EXERCISE DIRECTIONS:
Carry on the piece about student absenteeism, starting after its last sentence and keeping its tone and format.

How can we address and discourage student absenteeism?
You might imagine that children would be excited going back to school after the lockdown but not everyone is.
There is plenty of anxiety about being in school again and many children are nervous about meeting up with the friends.
Beyond the lockdown, students don’t turn up for school for lots of other reasons so schools have plenty to cope with.
Students who are chronically absent (they miss 10% or more of the school year) are at serious risk of falling behind in school.
But what can we do about it?
There is a five step approach that is worth discussing and it comes from the Department of Education, Queensland Government in Australia.
1. Develop a positive school culture
Creating a welcoming and positive school learning environment is essential and some schools are really making a big effort to welcoming children back.
Schools should develop a safe and supportive school environment that promotes positive relationships. This may include implementation of programs that develop social and emotional skills, peer tutoring and mentoring, and anti-bullying strategies.
When students feel happy and safe, physically and emotionally, they engage in school and want to be there.
Clearly, positive home-school relationships have got to be on ongoing and concerted effort in order to help parents support their child’s attendance at school.
In light of the pandemic, your school’s learning and wellbeing framework will need a significant overhaul so that it is clear how you are helping students reluctant to be in school. As part of this, conduct a regular school climate survey to measure your school’s conditions for learning.
2. Communicate high expectations of attendance
Staff, parents and students should collaboratively develop a clear, inclusive and simple attendance message that promotes high expectations of student attendance.
How this message is communicated is crucial and it needs to be consistent. This might be done in a number of ways such as through the school’s website, newsletters and enrolment literature.
Connectedness is key.
3. Record and follow-up student absences
Absenteeism needs to be followed-up swiftly and so there needs to be a rigorous system in place to investigate any unexplained student absences.
Timely follow-up is a key preventative strategy in reducing absenteeism. It makes it harder for students to miss school without being detected. It also enables parents, who may not be aware that their child is absent, to take action.
4. Monitor student non-attendance
This is where data is actually useful because your attendance information will flag-up absentee students and identify school and student absenteeism trends.
With real-time data, schools can ‘track and act’ to look at behavior that can reveal the underlying causes of chronic absenteeism.

INFORMATION SUPPLIED:

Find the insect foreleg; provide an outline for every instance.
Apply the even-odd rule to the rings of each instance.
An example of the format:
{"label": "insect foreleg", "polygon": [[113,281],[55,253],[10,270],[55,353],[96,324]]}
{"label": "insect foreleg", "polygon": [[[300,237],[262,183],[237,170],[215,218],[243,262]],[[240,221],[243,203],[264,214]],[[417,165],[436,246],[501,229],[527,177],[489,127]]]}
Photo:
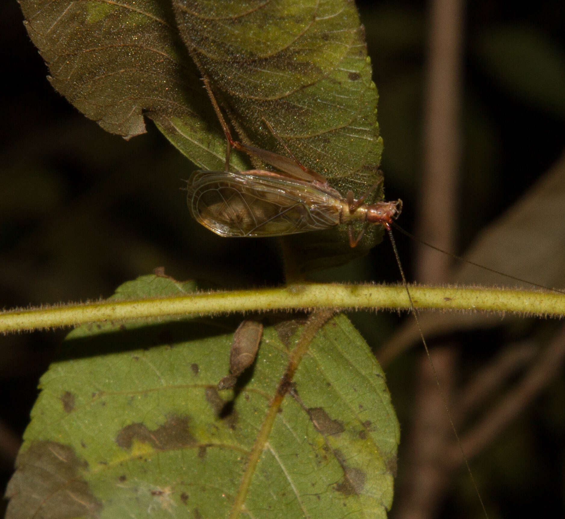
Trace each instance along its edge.
{"label": "insect foreleg", "polygon": [[[382,179],[383,172],[380,170],[377,171],[377,174],[380,174]],[[373,192],[373,191],[379,187],[382,183],[382,180],[379,180],[378,182],[376,182],[370,188],[369,188],[367,190],[367,191],[362,197],[360,197],[360,198],[357,200],[353,198],[353,192],[348,191],[347,194],[347,203],[349,204],[349,212],[350,213],[355,213],[355,211],[357,211],[359,207],[365,203],[365,198],[366,198],[370,194],[371,194],[371,193]],[[350,201],[350,200],[351,200],[351,201]]]}

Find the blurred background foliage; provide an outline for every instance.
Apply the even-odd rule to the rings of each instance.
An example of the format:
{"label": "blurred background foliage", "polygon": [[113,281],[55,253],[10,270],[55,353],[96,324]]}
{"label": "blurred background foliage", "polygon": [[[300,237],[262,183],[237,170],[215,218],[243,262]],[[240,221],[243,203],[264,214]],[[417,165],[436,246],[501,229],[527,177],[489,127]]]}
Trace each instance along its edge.
{"label": "blurred background foliage", "polygon": [[[402,198],[401,224],[414,227],[421,163],[427,4],[358,2],[379,88],[386,198]],[[458,252],[546,171],[565,144],[565,3],[477,0],[467,5]],[[5,308],[106,297],[125,280],[164,266],[179,279],[224,288],[282,281],[275,240],[220,238],[192,220],[182,179],[193,166],[159,132],[126,142],[86,119],[50,86],[15,0],[0,3],[0,293]],[[543,207],[540,225],[543,226]],[[399,238],[412,279],[412,244]],[[320,272],[319,280],[396,282],[385,243],[365,258]],[[370,344],[396,328],[394,315],[354,314]],[[493,344],[521,340],[529,325],[463,336],[465,369]],[[538,332],[538,334],[543,333]],[[25,428],[36,386],[64,331],[2,338],[0,429],[8,442]],[[401,423],[409,421],[414,353],[388,372]],[[464,374],[463,375],[464,377]],[[565,514],[565,377],[473,464],[492,517]],[[406,430],[405,429],[404,430]],[[401,453],[402,458],[402,452]],[[477,517],[462,474],[445,517]],[[534,509],[535,507],[535,511]],[[0,511],[2,505],[0,505]]]}

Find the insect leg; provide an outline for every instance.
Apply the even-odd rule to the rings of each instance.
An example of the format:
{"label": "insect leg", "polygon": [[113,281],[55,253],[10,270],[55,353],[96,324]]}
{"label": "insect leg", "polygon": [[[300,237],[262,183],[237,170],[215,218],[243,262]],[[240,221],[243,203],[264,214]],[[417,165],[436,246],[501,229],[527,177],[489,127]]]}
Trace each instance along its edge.
{"label": "insect leg", "polygon": [[[380,174],[381,176],[383,176],[383,172],[379,170],[377,171],[377,174]],[[360,197],[358,200],[353,200],[353,193],[351,191],[349,191],[347,195],[347,203],[349,204],[349,212],[355,213],[359,207],[360,207],[363,204],[365,203],[365,198],[366,198],[373,191],[374,191],[379,185],[381,185],[382,180],[379,180],[378,182],[376,182],[373,184],[367,191],[363,194],[363,195]],[[350,195],[350,193],[351,194]],[[350,197],[351,201],[350,201]]]}
{"label": "insect leg", "polygon": [[347,235],[349,236],[349,246],[352,249],[357,246],[357,244],[361,241],[361,239],[363,237],[363,235],[365,233],[365,231],[367,230],[367,228],[368,226],[369,222],[366,222],[363,224],[363,228],[361,230],[361,232],[357,236],[353,233],[353,223],[347,224]]}

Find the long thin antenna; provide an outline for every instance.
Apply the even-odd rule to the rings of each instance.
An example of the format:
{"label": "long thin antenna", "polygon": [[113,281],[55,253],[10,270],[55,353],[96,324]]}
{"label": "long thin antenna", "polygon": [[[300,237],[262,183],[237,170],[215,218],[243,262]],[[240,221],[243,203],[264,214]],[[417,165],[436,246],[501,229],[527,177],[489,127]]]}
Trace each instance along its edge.
{"label": "long thin antenna", "polygon": [[485,514],[485,517],[486,517],[486,519],[488,519],[489,516],[486,513],[486,508],[485,507],[485,504],[483,502],[483,498],[481,497],[481,493],[479,491],[479,487],[477,486],[477,483],[475,481],[475,478],[473,477],[473,473],[471,472],[471,467],[469,466],[469,461],[467,459],[467,456],[465,455],[465,451],[463,449],[463,446],[461,444],[461,439],[459,438],[459,434],[457,434],[457,428],[455,427],[455,425],[453,422],[453,418],[451,416],[451,412],[449,410],[449,406],[447,405],[447,399],[445,397],[443,390],[441,388],[441,384],[440,384],[440,379],[438,378],[437,373],[436,371],[436,366],[433,365],[433,362],[432,361],[432,357],[429,354],[429,349],[428,348],[428,343],[425,341],[425,339],[424,338],[424,333],[422,331],[421,327],[420,326],[420,319],[418,319],[418,310],[416,309],[414,302],[412,301],[412,296],[410,295],[410,291],[408,288],[408,283],[406,281],[406,276],[404,274],[404,269],[402,268],[402,265],[400,262],[400,256],[398,255],[398,250],[396,248],[396,242],[394,241],[394,237],[392,234],[392,230],[390,228],[390,226],[389,224],[385,225],[385,227],[388,232],[389,237],[390,239],[390,243],[392,245],[393,250],[394,252],[394,256],[396,258],[396,262],[398,265],[398,270],[400,270],[400,275],[402,279],[402,285],[404,286],[404,288],[406,291],[406,295],[408,296],[408,301],[410,306],[410,312],[412,315],[414,316],[414,319],[416,320],[416,324],[418,326],[418,330],[420,332],[420,337],[421,339],[422,344],[424,345],[424,349],[425,350],[426,355],[428,356],[428,360],[429,361],[430,365],[432,367],[433,377],[436,379],[436,383],[437,384],[438,391],[440,392],[440,395],[441,396],[441,400],[444,403],[444,406],[445,406],[445,410],[447,413],[449,423],[451,424],[451,429],[453,430],[453,433],[455,434],[455,438],[457,439],[457,445],[459,446],[459,451],[461,452],[461,456],[463,458],[463,461],[465,462],[465,466],[467,467],[467,472],[468,472],[469,476],[471,478],[471,481],[473,483],[473,487],[475,488],[475,491],[476,492],[477,497],[479,498],[479,501],[481,503],[481,507],[483,508],[483,511]]}
{"label": "long thin antenna", "polygon": [[531,285],[532,287],[537,287],[538,288],[543,288],[544,290],[549,290],[551,292],[557,292],[557,293],[565,294],[565,291],[564,290],[559,290],[558,288],[551,288],[549,287],[546,287],[545,285],[540,285],[539,283],[533,283],[532,281],[528,281],[527,279],[522,279],[521,278],[517,278],[516,276],[512,276],[510,274],[505,274],[503,272],[501,272],[499,270],[497,270],[495,269],[491,269],[490,267],[485,267],[484,265],[481,265],[480,263],[475,263],[474,261],[471,261],[470,260],[467,260],[462,256],[458,256],[457,254],[454,254],[453,252],[450,252],[449,250],[444,250],[443,249],[436,247],[435,245],[433,245],[431,243],[428,243],[427,241],[422,240],[421,238],[419,238],[418,236],[414,236],[414,235],[411,234],[407,231],[403,229],[395,222],[391,222],[390,223],[392,225],[394,226],[394,228],[399,231],[405,236],[407,236],[408,237],[411,238],[412,240],[415,240],[416,241],[419,242],[423,245],[425,245],[429,247],[431,249],[433,249],[434,250],[437,250],[438,252],[442,252],[444,254],[446,254],[459,261],[462,261],[464,263],[468,263],[469,265],[472,265],[473,267],[478,267],[479,269],[482,269],[483,270],[486,270],[488,272],[492,272],[493,274],[503,276],[505,278],[508,278],[509,279],[513,279],[514,281],[519,281],[520,283],[527,283],[528,285]]}

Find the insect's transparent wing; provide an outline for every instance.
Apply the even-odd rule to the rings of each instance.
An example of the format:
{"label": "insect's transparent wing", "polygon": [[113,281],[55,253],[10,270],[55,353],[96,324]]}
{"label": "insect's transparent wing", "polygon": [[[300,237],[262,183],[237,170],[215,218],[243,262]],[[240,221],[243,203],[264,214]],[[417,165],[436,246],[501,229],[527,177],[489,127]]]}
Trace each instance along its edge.
{"label": "insect's transparent wing", "polygon": [[340,223],[333,190],[269,171],[195,171],[187,190],[193,217],[222,236],[282,236]]}

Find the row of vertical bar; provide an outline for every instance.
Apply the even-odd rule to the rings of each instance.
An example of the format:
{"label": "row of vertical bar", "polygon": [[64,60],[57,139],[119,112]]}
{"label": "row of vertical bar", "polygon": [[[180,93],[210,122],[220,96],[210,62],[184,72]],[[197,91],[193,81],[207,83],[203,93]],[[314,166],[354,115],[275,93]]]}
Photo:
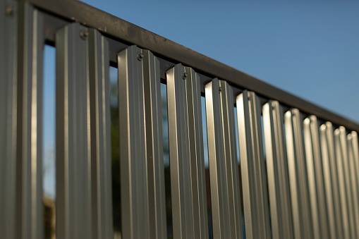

RESPONSE BELOW:
Schools should investigate absentee patterns and their relationship to factors such as the day of the week, the class/subject/year level, particular gender/cultural groups, and individual student’s patterns of attendance.
5. Provide intervention and support
Parents can be issued a Fixed Penalty Notice by the Local Authority for their child’s non-attendance. The penalty is £60 and this rises to £120 if paid after 21 days but within 28 days.
If a registered pupil of compulsory school age fails to attend school regularly, the parent could be guilty of an offence under section 444 Education Act 1996. In April 2017, the Supreme Court held that attending school “regularly” means attendance in accordance with the rules prescribed by the school and not “sufficiently frequent attendance“. This means that a child must attend school on every day that the school requires him or her to do so and failure to do this may lead to the commission of an offence.
Most parents don’t want to be prosecuted if they do not fulfil their legal obligations in regard to their child’s attendance at school. Some though are not phased by the prospect.
There are 2 offences:
1. Section 444(1) Education Act 1996 – If the child is absent without authorisation then the parent is guilty of an offence. This is a strict liability offence i.e. all that needs to be shown is a lack of regular attendance. Sanctions can include a fine of up to £1,000.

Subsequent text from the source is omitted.